* YOUR TASK *
Please quote every one of the entries below word for word, leaving nothing out and changing nothing.

* EXTRACTED MATERIAL *

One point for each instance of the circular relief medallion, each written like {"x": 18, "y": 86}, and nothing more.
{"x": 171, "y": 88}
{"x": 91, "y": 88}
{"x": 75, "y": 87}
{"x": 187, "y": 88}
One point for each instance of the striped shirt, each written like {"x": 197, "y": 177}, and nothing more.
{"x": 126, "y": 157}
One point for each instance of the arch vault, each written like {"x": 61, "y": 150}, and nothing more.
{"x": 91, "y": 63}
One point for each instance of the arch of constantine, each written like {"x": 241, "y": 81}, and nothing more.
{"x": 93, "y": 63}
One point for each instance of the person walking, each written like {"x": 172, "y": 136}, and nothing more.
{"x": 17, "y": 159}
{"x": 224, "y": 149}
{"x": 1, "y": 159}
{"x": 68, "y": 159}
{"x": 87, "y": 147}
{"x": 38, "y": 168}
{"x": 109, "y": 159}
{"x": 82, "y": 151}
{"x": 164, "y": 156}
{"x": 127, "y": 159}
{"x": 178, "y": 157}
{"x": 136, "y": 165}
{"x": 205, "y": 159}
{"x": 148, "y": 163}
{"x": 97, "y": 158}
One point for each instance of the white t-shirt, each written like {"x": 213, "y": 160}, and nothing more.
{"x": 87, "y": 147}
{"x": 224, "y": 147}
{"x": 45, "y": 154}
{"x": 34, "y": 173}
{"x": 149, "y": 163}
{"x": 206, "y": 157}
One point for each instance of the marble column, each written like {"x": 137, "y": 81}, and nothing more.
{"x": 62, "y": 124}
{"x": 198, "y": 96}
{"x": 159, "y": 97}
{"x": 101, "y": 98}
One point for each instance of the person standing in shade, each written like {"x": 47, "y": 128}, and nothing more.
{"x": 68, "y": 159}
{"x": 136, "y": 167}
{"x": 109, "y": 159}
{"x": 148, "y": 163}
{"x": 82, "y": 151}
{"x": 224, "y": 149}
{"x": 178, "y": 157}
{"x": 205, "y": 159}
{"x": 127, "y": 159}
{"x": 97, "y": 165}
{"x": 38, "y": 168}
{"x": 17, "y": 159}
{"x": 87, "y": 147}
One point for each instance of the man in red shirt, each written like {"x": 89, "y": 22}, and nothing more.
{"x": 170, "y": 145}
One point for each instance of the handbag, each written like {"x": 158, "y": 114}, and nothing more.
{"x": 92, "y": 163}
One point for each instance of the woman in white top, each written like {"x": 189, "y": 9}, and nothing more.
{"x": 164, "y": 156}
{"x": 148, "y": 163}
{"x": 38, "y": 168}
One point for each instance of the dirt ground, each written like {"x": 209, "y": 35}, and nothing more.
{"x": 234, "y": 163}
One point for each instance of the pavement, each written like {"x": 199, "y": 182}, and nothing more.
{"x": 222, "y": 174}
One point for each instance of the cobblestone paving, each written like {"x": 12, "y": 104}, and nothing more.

* ANSWER TO THE EXERCISE *
One point for each instance of the circular relief medallion, each written like {"x": 18, "y": 86}, and nothing more.
{"x": 171, "y": 88}
{"x": 91, "y": 88}
{"x": 75, "y": 87}
{"x": 187, "y": 88}
One point for each instance of the striped shirt, each written like {"x": 197, "y": 177}, and nothing more.
{"x": 126, "y": 157}
One point for each instance of the arch vault, each written like {"x": 61, "y": 150}, and nothing more.
{"x": 91, "y": 63}
One point for each instance of the arch of constantine, each written like {"x": 241, "y": 81}, and nothing more.
{"x": 93, "y": 63}
One point for each instance of the person walking, each written like {"x": 172, "y": 136}, and nothing more.
{"x": 17, "y": 159}
{"x": 224, "y": 149}
{"x": 1, "y": 159}
{"x": 68, "y": 159}
{"x": 87, "y": 147}
{"x": 38, "y": 168}
{"x": 109, "y": 159}
{"x": 82, "y": 151}
{"x": 164, "y": 156}
{"x": 127, "y": 159}
{"x": 178, "y": 157}
{"x": 136, "y": 165}
{"x": 205, "y": 159}
{"x": 148, "y": 163}
{"x": 97, "y": 158}
One point for each instance of the white t-shirt, each written like {"x": 213, "y": 160}, and nothing more.
{"x": 87, "y": 147}
{"x": 224, "y": 147}
{"x": 45, "y": 154}
{"x": 34, "y": 173}
{"x": 149, "y": 163}
{"x": 206, "y": 157}
One point for each instance of the marble column, each written like {"x": 137, "y": 81}, and nothing more.
{"x": 62, "y": 124}
{"x": 198, "y": 96}
{"x": 159, "y": 97}
{"x": 101, "y": 98}
One point for each instance of the person standing in shade, each written like {"x": 47, "y": 128}, and nothing more.
{"x": 68, "y": 159}
{"x": 136, "y": 167}
{"x": 109, "y": 159}
{"x": 148, "y": 163}
{"x": 82, "y": 151}
{"x": 224, "y": 149}
{"x": 178, "y": 157}
{"x": 205, "y": 159}
{"x": 127, "y": 159}
{"x": 97, "y": 165}
{"x": 38, "y": 168}
{"x": 17, "y": 159}
{"x": 87, "y": 147}
One point for each instance of the man in red shirt, each written like {"x": 89, "y": 22}, and nothing more.
{"x": 170, "y": 145}
One point for each instance of the handbag, each written like {"x": 158, "y": 114}, and nothing more.
{"x": 92, "y": 163}
One point for each instance of the woman in white top, each written like {"x": 189, "y": 9}, and nothing more.
{"x": 164, "y": 156}
{"x": 148, "y": 163}
{"x": 38, "y": 168}
One point for each instance of the dirt ground, each written like {"x": 209, "y": 35}, and nothing more.
{"x": 234, "y": 163}
One point for each instance of the pavement, each written like {"x": 199, "y": 182}, and nothing more.
{"x": 222, "y": 174}
One point for each instance of the cobblestone paving, each written like {"x": 12, "y": 104}, and nothing more.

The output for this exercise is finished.